From the line that holds "Category: muddy water puddle" to the last line of the data, copy everything exactly; leave out all the rest.

--- Object position labeling entries ---
'''
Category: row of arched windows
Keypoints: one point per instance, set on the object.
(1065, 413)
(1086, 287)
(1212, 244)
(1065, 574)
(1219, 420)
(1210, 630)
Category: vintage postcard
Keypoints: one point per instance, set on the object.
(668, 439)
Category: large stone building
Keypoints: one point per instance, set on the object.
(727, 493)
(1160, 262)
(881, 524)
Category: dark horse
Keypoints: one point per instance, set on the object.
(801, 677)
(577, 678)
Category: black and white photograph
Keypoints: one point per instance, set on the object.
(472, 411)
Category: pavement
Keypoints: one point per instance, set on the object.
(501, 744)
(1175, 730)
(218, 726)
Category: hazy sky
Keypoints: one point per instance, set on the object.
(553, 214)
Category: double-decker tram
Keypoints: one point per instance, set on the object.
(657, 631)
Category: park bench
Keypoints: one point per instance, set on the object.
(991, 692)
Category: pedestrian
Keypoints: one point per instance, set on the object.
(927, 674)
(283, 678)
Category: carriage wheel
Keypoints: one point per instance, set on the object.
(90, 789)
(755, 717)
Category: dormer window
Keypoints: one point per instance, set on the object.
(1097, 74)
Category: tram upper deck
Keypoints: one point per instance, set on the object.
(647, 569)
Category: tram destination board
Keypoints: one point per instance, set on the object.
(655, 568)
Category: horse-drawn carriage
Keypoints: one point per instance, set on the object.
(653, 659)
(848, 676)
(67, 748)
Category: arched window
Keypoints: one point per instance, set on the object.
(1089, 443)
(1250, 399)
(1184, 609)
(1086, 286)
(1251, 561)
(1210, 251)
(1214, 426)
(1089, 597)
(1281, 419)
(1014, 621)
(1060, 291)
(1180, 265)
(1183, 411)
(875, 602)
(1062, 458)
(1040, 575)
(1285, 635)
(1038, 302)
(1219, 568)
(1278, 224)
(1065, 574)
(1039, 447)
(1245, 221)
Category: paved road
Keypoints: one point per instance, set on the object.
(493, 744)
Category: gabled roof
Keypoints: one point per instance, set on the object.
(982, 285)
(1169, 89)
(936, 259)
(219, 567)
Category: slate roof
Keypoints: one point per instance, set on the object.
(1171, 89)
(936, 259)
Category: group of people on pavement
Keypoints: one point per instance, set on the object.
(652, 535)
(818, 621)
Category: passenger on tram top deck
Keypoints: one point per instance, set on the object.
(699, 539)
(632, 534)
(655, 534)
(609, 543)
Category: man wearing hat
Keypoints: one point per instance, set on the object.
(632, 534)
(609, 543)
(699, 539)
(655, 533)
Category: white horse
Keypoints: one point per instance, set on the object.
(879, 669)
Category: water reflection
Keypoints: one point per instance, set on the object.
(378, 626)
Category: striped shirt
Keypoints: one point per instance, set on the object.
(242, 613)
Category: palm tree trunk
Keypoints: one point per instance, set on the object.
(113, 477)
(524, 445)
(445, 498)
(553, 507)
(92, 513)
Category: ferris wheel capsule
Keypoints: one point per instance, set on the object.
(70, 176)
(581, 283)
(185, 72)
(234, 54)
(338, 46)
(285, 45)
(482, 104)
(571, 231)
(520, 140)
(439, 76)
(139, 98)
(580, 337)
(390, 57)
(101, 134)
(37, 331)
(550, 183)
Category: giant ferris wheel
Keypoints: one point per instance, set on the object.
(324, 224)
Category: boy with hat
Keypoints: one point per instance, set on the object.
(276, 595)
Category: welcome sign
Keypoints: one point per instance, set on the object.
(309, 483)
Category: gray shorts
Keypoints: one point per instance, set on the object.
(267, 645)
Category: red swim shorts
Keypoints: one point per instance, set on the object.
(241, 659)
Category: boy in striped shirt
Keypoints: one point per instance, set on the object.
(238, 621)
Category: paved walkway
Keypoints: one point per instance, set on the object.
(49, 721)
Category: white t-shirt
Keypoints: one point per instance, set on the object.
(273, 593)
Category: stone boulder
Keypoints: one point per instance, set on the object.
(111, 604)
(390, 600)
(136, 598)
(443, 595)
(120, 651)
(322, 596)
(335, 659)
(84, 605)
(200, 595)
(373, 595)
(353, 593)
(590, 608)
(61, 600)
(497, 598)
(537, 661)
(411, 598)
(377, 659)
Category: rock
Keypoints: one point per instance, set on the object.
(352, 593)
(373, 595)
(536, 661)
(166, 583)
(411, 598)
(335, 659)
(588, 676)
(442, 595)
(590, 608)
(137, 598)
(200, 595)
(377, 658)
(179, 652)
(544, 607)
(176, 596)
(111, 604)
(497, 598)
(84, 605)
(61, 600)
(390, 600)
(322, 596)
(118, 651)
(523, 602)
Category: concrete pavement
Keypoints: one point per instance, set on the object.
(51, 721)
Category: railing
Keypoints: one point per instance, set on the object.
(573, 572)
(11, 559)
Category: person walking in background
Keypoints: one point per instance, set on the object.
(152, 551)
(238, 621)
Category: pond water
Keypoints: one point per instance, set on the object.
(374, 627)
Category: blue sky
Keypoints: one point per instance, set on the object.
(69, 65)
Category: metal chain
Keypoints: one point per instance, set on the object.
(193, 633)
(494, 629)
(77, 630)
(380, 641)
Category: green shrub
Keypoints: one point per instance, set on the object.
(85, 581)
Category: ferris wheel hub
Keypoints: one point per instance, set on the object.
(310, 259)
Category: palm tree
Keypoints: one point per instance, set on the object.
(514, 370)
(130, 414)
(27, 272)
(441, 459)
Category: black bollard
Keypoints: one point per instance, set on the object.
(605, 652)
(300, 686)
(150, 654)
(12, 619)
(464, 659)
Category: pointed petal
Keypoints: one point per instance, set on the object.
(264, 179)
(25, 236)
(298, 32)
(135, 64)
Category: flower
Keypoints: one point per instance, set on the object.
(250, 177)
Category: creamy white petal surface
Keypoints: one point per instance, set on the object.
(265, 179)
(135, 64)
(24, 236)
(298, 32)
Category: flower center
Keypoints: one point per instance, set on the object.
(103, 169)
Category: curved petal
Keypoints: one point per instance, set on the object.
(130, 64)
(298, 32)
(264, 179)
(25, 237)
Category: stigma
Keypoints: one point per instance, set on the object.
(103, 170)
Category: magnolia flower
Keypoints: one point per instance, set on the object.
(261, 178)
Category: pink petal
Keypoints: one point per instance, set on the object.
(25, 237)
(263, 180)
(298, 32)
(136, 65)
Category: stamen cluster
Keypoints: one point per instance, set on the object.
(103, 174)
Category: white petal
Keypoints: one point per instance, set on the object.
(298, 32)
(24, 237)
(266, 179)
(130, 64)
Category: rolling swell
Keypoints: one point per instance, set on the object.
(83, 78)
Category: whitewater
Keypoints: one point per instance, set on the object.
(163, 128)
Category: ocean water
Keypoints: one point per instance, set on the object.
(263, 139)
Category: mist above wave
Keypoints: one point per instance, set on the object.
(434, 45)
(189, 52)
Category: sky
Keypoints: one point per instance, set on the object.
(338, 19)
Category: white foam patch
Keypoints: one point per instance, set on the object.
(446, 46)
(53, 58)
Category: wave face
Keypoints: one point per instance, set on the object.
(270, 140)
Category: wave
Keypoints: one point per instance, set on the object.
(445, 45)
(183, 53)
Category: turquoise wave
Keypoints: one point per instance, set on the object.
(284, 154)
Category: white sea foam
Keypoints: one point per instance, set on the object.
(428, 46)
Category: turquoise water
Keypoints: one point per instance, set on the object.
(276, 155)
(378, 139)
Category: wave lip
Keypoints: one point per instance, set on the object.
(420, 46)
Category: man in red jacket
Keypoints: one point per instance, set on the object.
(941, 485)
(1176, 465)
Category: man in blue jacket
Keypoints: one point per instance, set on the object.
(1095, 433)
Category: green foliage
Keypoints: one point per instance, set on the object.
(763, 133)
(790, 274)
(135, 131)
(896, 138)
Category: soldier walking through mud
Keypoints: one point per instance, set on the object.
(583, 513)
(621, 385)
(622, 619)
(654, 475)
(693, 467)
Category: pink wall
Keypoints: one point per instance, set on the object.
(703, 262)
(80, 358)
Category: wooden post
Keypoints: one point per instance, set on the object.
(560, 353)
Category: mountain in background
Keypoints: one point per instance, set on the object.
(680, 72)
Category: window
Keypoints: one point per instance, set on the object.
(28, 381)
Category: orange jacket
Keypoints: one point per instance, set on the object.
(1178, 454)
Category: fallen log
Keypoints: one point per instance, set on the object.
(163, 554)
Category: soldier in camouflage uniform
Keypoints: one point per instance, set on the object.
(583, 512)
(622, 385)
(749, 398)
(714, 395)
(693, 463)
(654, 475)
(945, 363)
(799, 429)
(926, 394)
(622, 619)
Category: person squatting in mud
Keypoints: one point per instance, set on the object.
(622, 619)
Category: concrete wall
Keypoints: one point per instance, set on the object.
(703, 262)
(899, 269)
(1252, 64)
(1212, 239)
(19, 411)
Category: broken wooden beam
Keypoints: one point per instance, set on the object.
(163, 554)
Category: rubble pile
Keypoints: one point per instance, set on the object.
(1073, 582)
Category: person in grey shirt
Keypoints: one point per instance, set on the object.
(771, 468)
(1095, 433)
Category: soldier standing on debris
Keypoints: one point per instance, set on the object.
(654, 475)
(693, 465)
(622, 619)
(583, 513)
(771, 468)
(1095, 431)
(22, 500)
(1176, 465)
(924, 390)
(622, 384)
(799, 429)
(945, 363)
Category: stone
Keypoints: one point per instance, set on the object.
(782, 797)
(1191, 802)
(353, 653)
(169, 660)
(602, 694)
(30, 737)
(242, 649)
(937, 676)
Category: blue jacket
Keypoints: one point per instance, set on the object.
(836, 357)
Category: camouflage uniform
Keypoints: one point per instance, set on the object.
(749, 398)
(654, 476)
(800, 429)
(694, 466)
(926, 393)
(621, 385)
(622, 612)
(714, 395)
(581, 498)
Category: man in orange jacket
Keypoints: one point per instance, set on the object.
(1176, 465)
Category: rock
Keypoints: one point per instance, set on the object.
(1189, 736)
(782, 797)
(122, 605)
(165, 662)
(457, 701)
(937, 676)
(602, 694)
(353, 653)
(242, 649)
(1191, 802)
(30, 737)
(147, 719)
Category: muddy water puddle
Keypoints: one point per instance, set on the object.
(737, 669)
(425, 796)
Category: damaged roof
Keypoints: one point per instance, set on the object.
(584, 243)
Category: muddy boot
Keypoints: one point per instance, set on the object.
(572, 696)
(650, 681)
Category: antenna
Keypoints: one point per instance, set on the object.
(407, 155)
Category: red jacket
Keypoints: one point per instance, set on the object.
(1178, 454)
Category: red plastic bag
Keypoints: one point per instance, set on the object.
'''
--- COMPLETED TASK ---
Category: muddy water puddle
Keypoints: one point per instance, set on the object.
(737, 669)
(425, 796)
Category: damaged roof
Keypoints: one point per instance, set on the object.
(584, 243)
Category: muddy boot
Keypoints: one point per instance, set on the object.
(572, 696)
(650, 681)
Category: antenna
Keypoints: one point per instance, set on the object.
(407, 155)
Category: red jacket
Keypoints: one point per instance, set on the object.
(1178, 454)
Category: red plastic bag
Keypoints: one point per instance, set on the object.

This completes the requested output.